▶ _EXERCISE BRIEF_: Rewrite the records from the line with "Would you be able to locate the gravel" up to and including the line with "top-left (511, 62), bottom-right (602, 102)", changing "dark sedan" to "black sedan" and keeping everything else the same. Give only those lines.

------ MATERIAL ------

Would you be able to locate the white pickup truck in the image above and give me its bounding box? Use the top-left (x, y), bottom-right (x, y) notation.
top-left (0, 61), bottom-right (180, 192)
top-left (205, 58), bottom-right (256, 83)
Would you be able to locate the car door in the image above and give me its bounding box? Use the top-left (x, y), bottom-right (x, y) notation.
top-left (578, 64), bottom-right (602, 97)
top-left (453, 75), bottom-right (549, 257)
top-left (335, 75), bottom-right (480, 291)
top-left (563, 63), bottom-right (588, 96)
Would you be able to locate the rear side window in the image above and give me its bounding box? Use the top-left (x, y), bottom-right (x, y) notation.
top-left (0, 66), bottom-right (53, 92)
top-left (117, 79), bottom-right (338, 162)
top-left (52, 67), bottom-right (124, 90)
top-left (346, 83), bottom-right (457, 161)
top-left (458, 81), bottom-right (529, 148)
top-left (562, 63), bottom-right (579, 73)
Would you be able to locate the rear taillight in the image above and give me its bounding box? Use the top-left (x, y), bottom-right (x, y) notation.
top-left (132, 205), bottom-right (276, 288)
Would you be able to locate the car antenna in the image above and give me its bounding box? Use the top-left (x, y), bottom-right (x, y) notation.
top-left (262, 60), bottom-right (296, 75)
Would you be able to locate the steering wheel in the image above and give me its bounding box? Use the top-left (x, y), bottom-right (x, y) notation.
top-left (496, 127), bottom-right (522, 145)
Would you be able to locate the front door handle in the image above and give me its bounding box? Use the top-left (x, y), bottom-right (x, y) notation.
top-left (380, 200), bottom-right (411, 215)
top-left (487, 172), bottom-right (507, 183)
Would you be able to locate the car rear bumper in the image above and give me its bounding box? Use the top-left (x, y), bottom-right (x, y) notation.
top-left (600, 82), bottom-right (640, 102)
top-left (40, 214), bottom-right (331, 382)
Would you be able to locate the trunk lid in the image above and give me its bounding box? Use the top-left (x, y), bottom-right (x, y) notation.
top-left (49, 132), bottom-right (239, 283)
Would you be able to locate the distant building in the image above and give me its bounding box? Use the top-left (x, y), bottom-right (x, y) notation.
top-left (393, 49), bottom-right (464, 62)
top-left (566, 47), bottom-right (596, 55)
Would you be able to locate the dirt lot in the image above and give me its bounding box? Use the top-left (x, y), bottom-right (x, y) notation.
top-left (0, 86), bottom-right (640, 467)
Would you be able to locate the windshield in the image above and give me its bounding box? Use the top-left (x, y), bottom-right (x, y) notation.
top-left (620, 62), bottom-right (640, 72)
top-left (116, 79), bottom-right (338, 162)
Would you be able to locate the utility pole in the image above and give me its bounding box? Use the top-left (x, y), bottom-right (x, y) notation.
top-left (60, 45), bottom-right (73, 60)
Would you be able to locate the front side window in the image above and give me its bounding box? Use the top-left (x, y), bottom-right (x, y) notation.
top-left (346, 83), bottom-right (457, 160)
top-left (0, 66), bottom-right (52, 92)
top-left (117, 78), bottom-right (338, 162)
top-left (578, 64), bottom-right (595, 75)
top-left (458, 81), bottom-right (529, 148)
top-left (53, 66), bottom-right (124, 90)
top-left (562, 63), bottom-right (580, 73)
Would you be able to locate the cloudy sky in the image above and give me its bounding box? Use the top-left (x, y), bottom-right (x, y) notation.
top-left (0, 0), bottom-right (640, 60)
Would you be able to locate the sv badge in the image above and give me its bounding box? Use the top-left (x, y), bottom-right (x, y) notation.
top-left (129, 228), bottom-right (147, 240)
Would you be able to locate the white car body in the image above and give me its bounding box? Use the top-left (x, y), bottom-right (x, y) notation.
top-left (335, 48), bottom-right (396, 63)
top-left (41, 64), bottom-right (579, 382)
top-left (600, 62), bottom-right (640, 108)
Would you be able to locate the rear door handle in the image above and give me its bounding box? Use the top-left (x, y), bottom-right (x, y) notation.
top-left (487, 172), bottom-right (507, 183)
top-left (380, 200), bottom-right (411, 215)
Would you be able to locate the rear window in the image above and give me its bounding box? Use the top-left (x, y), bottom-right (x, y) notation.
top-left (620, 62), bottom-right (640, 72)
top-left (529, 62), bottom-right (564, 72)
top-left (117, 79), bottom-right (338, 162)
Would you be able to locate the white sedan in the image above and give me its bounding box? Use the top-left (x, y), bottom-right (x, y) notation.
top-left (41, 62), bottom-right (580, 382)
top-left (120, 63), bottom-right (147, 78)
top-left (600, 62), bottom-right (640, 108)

------
------ MATERIAL ------

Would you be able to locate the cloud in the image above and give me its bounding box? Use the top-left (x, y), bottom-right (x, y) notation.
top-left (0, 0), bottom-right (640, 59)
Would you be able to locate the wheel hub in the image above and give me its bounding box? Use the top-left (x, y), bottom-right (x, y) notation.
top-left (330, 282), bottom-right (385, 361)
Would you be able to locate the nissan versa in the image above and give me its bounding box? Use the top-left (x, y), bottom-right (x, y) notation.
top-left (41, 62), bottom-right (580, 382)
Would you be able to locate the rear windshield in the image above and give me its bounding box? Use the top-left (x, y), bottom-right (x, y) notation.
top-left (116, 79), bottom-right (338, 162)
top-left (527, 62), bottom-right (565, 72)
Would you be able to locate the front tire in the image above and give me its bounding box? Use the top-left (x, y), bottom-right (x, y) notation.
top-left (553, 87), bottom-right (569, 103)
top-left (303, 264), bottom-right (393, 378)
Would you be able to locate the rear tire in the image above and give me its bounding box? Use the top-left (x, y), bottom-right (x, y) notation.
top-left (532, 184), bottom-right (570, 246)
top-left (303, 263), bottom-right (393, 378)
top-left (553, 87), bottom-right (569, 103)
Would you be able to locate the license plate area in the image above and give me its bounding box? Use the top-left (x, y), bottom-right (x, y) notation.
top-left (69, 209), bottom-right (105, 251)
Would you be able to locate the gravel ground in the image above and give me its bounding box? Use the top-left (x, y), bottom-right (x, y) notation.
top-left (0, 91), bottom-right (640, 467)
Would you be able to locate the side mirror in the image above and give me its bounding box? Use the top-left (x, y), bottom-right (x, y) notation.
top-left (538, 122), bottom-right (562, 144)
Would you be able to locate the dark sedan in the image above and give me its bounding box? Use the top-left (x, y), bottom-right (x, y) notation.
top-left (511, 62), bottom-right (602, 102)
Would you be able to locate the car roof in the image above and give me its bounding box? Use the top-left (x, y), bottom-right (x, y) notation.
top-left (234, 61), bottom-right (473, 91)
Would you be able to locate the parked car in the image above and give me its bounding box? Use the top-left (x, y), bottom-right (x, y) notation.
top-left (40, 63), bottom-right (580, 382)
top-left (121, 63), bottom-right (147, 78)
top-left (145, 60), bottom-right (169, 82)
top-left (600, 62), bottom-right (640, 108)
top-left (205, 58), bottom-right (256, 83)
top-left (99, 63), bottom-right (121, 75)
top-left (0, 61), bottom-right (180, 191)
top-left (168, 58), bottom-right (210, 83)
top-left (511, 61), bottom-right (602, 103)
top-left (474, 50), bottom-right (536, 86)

------
------ MATERIAL ------

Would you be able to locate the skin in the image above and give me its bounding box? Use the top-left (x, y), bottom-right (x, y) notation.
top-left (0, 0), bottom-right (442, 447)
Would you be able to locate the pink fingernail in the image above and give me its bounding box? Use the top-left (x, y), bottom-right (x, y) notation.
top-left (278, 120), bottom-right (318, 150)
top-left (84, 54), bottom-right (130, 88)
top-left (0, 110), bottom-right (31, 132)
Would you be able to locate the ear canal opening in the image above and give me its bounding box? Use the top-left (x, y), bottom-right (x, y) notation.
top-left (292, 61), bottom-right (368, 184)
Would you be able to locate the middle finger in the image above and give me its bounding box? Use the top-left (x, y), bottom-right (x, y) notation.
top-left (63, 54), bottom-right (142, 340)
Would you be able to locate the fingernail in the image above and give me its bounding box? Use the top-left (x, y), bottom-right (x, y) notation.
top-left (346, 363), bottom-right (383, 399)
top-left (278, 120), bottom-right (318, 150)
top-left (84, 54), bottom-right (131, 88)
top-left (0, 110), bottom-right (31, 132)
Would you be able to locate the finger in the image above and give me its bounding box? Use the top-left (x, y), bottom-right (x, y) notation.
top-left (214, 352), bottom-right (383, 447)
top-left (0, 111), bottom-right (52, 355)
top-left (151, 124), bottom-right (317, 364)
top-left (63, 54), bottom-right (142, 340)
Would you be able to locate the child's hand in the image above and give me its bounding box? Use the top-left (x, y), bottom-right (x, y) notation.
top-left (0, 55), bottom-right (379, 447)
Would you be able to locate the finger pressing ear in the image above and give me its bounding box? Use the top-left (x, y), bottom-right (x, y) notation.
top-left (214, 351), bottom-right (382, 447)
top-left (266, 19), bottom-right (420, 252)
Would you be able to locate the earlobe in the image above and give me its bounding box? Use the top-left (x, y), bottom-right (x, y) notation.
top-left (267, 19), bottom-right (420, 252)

------

▶ _COMPLETED EXERCISE_:
Would you be able to locate the gravel ground in the image above and give me its bounding box? Use the top-left (x, y), bottom-right (x, y) notation.
top-left (0, 91), bottom-right (640, 467)
Would you be able to locate the side mirror in the image above and give me its bounding box? Use the top-left (x, y), bottom-right (x, y) notation.
top-left (538, 122), bottom-right (562, 144)
Would you be able to locate the black sedan in the image above and give me its bounding box? Use the top-left (x, y), bottom-right (x, y) notation.
top-left (511, 62), bottom-right (602, 102)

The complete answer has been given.